▶ [Coordinate annotation entries]:
|---|
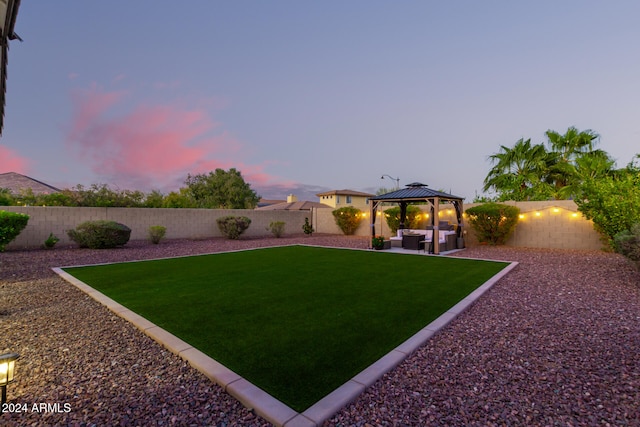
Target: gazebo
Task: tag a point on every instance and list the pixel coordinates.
(418, 192)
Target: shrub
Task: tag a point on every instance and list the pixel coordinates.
(51, 241)
(493, 222)
(412, 220)
(348, 219)
(307, 228)
(100, 234)
(276, 228)
(627, 243)
(156, 233)
(611, 203)
(11, 224)
(233, 226)
(377, 242)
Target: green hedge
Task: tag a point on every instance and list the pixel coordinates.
(493, 222)
(347, 219)
(11, 224)
(233, 226)
(627, 243)
(100, 234)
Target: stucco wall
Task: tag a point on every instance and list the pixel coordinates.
(180, 223)
(553, 224)
(549, 224)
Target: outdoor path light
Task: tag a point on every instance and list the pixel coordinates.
(7, 370)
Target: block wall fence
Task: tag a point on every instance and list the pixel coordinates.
(553, 224)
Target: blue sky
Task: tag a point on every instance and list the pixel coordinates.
(307, 96)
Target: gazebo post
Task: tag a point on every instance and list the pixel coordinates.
(403, 215)
(372, 211)
(436, 225)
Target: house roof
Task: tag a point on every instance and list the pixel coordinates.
(8, 15)
(266, 202)
(415, 192)
(16, 183)
(294, 206)
(344, 193)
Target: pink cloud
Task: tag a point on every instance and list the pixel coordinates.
(151, 146)
(10, 161)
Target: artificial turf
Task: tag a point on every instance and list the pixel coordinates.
(296, 321)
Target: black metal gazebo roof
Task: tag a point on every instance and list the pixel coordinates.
(415, 191)
(418, 192)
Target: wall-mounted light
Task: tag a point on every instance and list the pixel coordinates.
(7, 371)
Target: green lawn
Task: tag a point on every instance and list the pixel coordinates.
(296, 321)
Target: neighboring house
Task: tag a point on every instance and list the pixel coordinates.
(8, 15)
(268, 202)
(17, 184)
(341, 198)
(292, 204)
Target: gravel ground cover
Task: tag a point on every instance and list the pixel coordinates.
(555, 342)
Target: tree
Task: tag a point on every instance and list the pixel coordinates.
(518, 173)
(567, 149)
(572, 143)
(612, 202)
(221, 190)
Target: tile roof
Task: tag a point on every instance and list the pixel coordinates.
(8, 15)
(16, 183)
(344, 193)
(294, 206)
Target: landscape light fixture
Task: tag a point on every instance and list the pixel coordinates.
(397, 180)
(7, 370)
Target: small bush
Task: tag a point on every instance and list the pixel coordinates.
(307, 228)
(348, 219)
(100, 234)
(233, 226)
(51, 241)
(156, 233)
(11, 224)
(493, 222)
(627, 243)
(276, 228)
(377, 242)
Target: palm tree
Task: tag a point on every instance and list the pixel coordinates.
(519, 173)
(595, 164)
(572, 143)
(567, 149)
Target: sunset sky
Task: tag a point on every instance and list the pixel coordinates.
(307, 96)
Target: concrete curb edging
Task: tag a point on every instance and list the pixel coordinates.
(257, 399)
|---|
Reproduce all of the records above word for word, omitting the pictures.

Target: gazebo
Task: tag a point on every instance and list the pixel coordinates.
(418, 192)
Target: shrub
Task: tag a point on every instance and list the pixel coordinates.
(51, 241)
(493, 222)
(412, 220)
(348, 219)
(307, 228)
(100, 234)
(276, 228)
(627, 243)
(156, 233)
(611, 203)
(11, 224)
(233, 226)
(377, 242)
Target: green hedge
Task: tag a point on every instance and list the pixel coordinates.
(493, 222)
(347, 219)
(11, 224)
(233, 226)
(627, 243)
(100, 234)
Target: stucco wall
Task: tag a point on every instance and list the pixel coordinates.
(180, 223)
(553, 224)
(549, 224)
Target: outdoor path light
Task: tag a point on every instance and list the pixel coordinates.
(7, 370)
Target: block wall fence
Task: tag a point on every instance and list the pixel coordinates.
(553, 224)
Target: blue sky
Task: tag a point on every instance and list the pixel coordinates.
(307, 96)
Target: gazebo post
Task: tag a point on every instance and list the pixel coordinates.
(403, 215)
(372, 211)
(436, 225)
Target: house roof
Task: tag a point on every instance and list the pixel coordinates.
(8, 15)
(266, 202)
(415, 192)
(16, 183)
(294, 206)
(344, 193)
Target: pink cloud
Task: tag a point on every instance and list the pixel coordinates.
(151, 146)
(10, 161)
Target: artificial turf
Task: tag a point on every instance and list the pixel coordinates.
(296, 321)
Target: black metal gazebo roof
Task: tag a point on every instance and list the pixel coordinates.
(415, 191)
(418, 192)
Target: wall-mounted light
Task: tag a point on every instance and list the pixel coordinates.
(7, 371)
Target: green lawn
Task: tag a point on every instance and list the pixel coordinates.
(296, 321)
Target: neighboring house
Task: tag a point on every instance and list the pixel coordinates.
(8, 15)
(268, 202)
(17, 184)
(341, 198)
(292, 204)
Target: gravel ground cover
Task: tag a point on every instance and list the pixel coordinates.
(555, 342)
Target: tree
Task: tag a point on every instance and list the pixel coordinates.
(518, 173)
(567, 149)
(572, 143)
(612, 202)
(221, 190)
Target: tile roof
Task: tag a point on every instance and list the pixel coordinates.
(8, 15)
(16, 183)
(344, 193)
(294, 206)
Target: landscape light fixture
Task: tag a point on every instance and list the pixel coordinates.
(397, 180)
(7, 370)
Target: small bush
Task: tag a point on every instance and list the pixel coordinates.
(307, 228)
(348, 219)
(100, 234)
(233, 226)
(51, 241)
(156, 233)
(11, 224)
(493, 222)
(627, 243)
(276, 228)
(377, 242)
Target: palm tree
Task: tag a point on every instance and list the pixel coordinates.
(519, 173)
(595, 164)
(572, 143)
(567, 149)
Target: sunset sky
Task: tag a point on every instance and list the pixel coordinates.
(307, 96)
Target: concrete curb edging
Task: tag a point on every instance and list the pixel coordinates.
(257, 399)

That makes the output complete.